Source data:
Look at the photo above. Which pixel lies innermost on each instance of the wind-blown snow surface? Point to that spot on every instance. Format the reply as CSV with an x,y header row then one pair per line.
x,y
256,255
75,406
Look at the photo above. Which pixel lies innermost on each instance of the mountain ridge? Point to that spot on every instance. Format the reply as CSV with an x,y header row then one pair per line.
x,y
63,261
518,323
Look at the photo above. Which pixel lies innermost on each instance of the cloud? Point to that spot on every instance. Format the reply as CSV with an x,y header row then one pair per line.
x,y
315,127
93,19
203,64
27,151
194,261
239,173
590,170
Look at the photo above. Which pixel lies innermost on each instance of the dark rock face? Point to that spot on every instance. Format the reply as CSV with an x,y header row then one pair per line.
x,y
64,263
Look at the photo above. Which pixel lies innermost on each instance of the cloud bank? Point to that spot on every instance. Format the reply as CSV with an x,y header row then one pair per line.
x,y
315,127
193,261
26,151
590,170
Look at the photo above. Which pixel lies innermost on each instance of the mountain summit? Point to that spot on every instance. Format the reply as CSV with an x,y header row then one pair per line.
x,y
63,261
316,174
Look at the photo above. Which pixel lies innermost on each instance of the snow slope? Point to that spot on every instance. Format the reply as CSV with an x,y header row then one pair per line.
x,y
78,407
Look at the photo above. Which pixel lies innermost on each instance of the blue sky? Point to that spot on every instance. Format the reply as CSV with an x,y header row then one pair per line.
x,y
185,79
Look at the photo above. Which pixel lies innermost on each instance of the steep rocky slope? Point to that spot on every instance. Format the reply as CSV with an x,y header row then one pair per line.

__Do this__. Update the items from the line containing "of the blue" through the end of the items, changing "innermost" to "most central" and leaving everything else unchanged. Give only those lines.

__Result of this exercise__.
Look at the photo above. Which pixel lies most central on each instance of the blue sky? Point to that spot on every instance. Format the reply as CSV with an x,y header row then one pair per line.
x,y
185,79
Look at the photo above. Which pixel lies most central on each instance of the steep rocky slope? Point to that spot on every instance. Format the reply as CSV with an x,y header row then one pair per line.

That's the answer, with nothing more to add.